---- MATERIAL FOR THIS EXERCISE

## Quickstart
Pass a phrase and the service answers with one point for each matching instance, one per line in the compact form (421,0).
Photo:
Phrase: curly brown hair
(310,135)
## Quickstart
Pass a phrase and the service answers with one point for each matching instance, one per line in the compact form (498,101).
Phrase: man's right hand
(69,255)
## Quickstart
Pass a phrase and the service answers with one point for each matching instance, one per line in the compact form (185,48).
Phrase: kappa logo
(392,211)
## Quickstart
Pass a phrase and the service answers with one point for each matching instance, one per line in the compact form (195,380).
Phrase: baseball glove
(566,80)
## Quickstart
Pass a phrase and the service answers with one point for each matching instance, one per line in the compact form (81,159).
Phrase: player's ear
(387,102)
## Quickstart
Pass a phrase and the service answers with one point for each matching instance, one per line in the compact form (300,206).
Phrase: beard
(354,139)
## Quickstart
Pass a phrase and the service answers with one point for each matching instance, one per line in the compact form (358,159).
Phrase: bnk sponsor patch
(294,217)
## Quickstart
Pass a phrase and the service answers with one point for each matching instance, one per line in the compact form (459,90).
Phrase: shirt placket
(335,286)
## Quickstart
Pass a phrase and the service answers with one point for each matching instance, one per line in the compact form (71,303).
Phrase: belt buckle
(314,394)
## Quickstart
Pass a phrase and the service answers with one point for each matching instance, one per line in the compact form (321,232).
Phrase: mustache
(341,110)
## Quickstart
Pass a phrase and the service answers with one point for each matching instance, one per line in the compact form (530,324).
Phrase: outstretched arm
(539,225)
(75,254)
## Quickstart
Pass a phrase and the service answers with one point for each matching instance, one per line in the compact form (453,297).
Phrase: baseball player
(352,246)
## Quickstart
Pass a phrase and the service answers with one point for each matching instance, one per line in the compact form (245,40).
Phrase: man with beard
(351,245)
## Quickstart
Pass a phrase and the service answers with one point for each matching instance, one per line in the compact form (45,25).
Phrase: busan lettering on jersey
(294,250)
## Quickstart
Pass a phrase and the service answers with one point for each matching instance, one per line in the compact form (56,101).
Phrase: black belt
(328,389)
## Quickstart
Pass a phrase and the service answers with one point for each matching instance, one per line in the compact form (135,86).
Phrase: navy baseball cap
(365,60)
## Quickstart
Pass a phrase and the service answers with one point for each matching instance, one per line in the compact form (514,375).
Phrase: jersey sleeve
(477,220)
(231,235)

--------

With no alteration of any kind, give the data again in full.

- **EXERCISE RESPONSE**
## Quickstart
Pass a phrase and the service answers with one point for each matching instance, one per line in the compact form (421,0).
Photo:
Phrase: curly brown hair
(310,135)
## Quickstart
Pass a phrase and the service answers with one point for each matching instance, one per line in the compact form (498,101).
Phrase: man's right hand
(69,255)
## Quickstart
Pass a phrase and the service answers with one point for each matching instance, one per line in the compact form (185,48).
Phrase: kappa logo
(392,211)
## Quickstart
Pass a phrase and the service answers with one point for each matching instance, one per line in the compact form (195,380).
Phrase: baseball glove
(566,80)
## Quickstart
Pass a phrase and the service answers with one point for each matching instance, one per line in the compact form (81,159).
Phrase: player's ear
(387,102)
## Quickstart
Pass a phrase and the service answers with one point for each matching instance, one per line in the compact form (300,206).
Phrase: beard
(354,139)
## Quickstart
Pass a phrase and the service answers with one point for each matching instance, one per line in the compact form (358,159).
Phrase: bnk sponsor patch
(294,217)
## Quickstart
Pass a phrase and the service answers with one point for each matching instance, one per line in the compact form (459,90).
Phrase: shirt placket
(335,286)
## Quickstart
Pass a phrase and the service answers with one point for each matching instance, one per line in the compact form (71,303).
Phrase: belt buckle
(314,394)
## Quickstart
Pass a phrase and the service answers with one point for each matching instance, one per line in the compact form (321,232).
Phrase: mustache
(341,110)
## Quickstart
Pass a phrase and the service answers with one point for each matching instance, one per line in the compact form (530,324).
Phrase: outstretched arm
(539,225)
(75,254)
## Quickstart
Pass a phrase and the service answers with one point for each matching instance, one per line in the compact form (453,297).
Phrase: baseball player
(352,246)
## Quickstart
Pass a phrase and the service answers with one point for each matching instance, one per line in the compact form (245,40).
Phrase: man with beard
(351,245)
## Quickstart
Pass a phrase and the service answers with one point for each matching instance, one per line in the compact form (45,25).
Phrase: busan lettering on jersey
(294,250)
## Quickstart
Pass a phrase and the service answers with one point for each matching instance, one per line in the compact form (56,101).
Phrase: black belt
(328,389)
## Quickstart
Pass a phrase and the service answers with one point for each matching instance, one per line in the compact form (135,86).
Phrase: navy baseball cap
(365,60)
## Quickstart
Pass a phrase and the service answers with one point for each matching instance, one per line in the compact form (514,375).
Phrase: jersey sleeve
(477,220)
(231,235)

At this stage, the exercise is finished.